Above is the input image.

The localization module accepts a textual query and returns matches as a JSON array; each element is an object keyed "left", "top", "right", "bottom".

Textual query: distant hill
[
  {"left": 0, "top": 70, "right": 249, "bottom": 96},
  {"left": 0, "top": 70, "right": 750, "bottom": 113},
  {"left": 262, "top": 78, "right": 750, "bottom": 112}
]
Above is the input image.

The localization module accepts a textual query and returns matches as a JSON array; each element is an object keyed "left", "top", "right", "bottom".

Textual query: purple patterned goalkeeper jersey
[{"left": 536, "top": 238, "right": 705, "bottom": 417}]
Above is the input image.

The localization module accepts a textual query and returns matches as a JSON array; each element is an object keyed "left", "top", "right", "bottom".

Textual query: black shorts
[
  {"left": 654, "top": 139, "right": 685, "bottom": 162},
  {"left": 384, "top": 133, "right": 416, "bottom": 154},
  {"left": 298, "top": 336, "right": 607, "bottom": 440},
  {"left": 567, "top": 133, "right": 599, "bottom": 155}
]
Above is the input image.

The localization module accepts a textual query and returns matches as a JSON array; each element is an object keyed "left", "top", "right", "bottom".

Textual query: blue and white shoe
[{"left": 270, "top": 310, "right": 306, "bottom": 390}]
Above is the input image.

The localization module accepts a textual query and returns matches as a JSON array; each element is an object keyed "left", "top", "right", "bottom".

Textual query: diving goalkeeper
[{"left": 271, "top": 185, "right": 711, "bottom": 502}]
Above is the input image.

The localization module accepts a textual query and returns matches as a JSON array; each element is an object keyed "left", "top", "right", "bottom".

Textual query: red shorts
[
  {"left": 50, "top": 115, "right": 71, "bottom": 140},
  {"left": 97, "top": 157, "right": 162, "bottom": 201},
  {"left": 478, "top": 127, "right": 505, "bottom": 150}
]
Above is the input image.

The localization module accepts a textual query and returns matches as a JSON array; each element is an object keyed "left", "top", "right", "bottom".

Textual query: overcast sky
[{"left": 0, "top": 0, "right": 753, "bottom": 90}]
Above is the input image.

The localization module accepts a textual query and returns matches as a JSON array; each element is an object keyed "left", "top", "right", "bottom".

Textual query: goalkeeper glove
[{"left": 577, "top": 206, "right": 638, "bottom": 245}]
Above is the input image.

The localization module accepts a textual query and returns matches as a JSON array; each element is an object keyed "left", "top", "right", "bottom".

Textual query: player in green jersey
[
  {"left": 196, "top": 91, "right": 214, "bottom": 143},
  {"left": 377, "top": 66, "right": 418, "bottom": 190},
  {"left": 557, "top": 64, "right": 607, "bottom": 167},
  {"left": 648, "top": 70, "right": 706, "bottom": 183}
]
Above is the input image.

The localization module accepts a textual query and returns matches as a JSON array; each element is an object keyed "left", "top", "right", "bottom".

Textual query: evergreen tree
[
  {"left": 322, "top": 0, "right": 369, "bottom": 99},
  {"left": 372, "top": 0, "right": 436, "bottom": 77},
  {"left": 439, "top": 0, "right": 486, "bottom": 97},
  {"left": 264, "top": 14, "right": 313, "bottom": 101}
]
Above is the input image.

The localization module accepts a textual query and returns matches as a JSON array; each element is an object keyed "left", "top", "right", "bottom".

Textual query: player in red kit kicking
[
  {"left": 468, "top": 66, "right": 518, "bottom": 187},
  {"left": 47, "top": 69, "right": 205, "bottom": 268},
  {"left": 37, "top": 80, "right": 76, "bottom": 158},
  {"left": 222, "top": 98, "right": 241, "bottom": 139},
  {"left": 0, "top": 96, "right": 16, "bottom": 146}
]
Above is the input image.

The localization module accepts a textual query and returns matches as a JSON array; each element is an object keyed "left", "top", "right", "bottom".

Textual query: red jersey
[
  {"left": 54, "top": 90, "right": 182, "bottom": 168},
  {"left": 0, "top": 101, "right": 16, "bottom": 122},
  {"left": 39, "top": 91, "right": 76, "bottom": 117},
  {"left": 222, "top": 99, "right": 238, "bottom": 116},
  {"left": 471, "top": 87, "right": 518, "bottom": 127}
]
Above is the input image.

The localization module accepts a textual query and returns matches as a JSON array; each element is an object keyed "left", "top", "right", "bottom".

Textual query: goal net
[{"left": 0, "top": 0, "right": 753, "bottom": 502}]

The request → Reproduce the data, keeping every line exactly the same.

Reply →
Above is the input image.

The localization module accepts a textual query and returns matches as a JSON array; each element is an object keyed "left", "top", "right", "bottom".

Textual query: distant hill
[
  {"left": 0, "top": 70, "right": 249, "bottom": 96},
  {"left": 0, "top": 70, "right": 750, "bottom": 113},
  {"left": 262, "top": 78, "right": 750, "bottom": 112}
]
Above is the input image.

The localization module accepts a textual query and returns matches as a JSON array; each element is an object keyed "left", "top", "right", "bottom".

Textual query: purple patterned goalkeeper jersey
[{"left": 536, "top": 238, "right": 705, "bottom": 417}]
Above is the input image.

The localization module accepts a textual query and returns matches as a JSON array; each element is an object keyed "left", "top", "right", "bottom".

Textual query: black shorts
[
  {"left": 654, "top": 139, "right": 685, "bottom": 162},
  {"left": 384, "top": 133, "right": 416, "bottom": 154},
  {"left": 298, "top": 336, "right": 607, "bottom": 440},
  {"left": 567, "top": 133, "right": 599, "bottom": 155}
]
Above is the input image.

The localization module accepts a textual query and returns matches as a JSON array; each element is an object keyed "left", "top", "right", "bottom".

Textual query: blue and white shoe
[{"left": 270, "top": 310, "right": 306, "bottom": 390}]
Above is the input image.

The localization module accepts a textual query and returns matches as a JSON array; each element is an object keyed "left", "top", "right", "bottom".

Textual query: diving goalkeeper
[{"left": 271, "top": 185, "right": 711, "bottom": 502}]
Above is the input image.

The localization module accepts a textual query and returns matches as a JSON array; each element is an object keyed "left", "top", "right", "bottom".

Textual query: red shorts
[
  {"left": 50, "top": 115, "right": 71, "bottom": 140},
  {"left": 97, "top": 157, "right": 162, "bottom": 201},
  {"left": 478, "top": 127, "right": 505, "bottom": 150}
]
Above is the input image.

The localization module accepts a textual query and returns matches as a JSON array; each element is an object keyed "left", "top", "right", "bottom".

Textual query: overcast sky
[{"left": 0, "top": 0, "right": 753, "bottom": 90}]
Above is the input image.

The localization module accepts a textual query and returns matches as a JSON array; each element is an object keyed "left", "top", "right", "bottom".

Textual query: goalkeeper glove
[{"left": 577, "top": 206, "right": 638, "bottom": 245}]
Above is the input image.

The localization module accepts a textual query and returns matches as a JSON array; each element is an object keyed "left", "top", "right", "bottom".

Textual query: player in green jersey
[
  {"left": 196, "top": 91, "right": 214, "bottom": 143},
  {"left": 377, "top": 66, "right": 418, "bottom": 190},
  {"left": 557, "top": 64, "right": 607, "bottom": 167},
  {"left": 648, "top": 70, "right": 706, "bottom": 183}
]
Above is the input image.

The localization module accepts a textual query and returns matches as a JSON array; each element is an object keyed "left", "top", "right", "bottom".

Textual query: evergreen tree
[
  {"left": 322, "top": 0, "right": 369, "bottom": 99},
  {"left": 372, "top": 0, "right": 436, "bottom": 77},
  {"left": 439, "top": 0, "right": 486, "bottom": 97},
  {"left": 264, "top": 14, "right": 313, "bottom": 101}
]
Above is the input image.

The localization module accepts a textual query and returns matches as a JSON array; each element is an object keyed "left", "top", "right", "bottom".

Textual query: player in red kit kicking
[
  {"left": 468, "top": 66, "right": 518, "bottom": 187},
  {"left": 47, "top": 69, "right": 205, "bottom": 268},
  {"left": 37, "top": 80, "right": 76, "bottom": 158},
  {"left": 222, "top": 98, "right": 241, "bottom": 139},
  {"left": 0, "top": 96, "right": 16, "bottom": 146}
]
Above is the input image.

The localization module accepts a textual query and returns matches as a JSON array; each element is an object keyed "left", "top", "right", "bottom".

Textual query: red jersey
[
  {"left": 54, "top": 90, "right": 182, "bottom": 168},
  {"left": 0, "top": 101, "right": 16, "bottom": 122},
  {"left": 39, "top": 91, "right": 76, "bottom": 117},
  {"left": 222, "top": 99, "right": 238, "bottom": 116},
  {"left": 471, "top": 87, "right": 518, "bottom": 127}
]
Above is the input image.

The localization module accepts a textual query and returns matches as a JSON array; each element is an object keyed "left", "top", "right", "bottom".

Textual query: goal net
[{"left": 0, "top": 0, "right": 753, "bottom": 502}]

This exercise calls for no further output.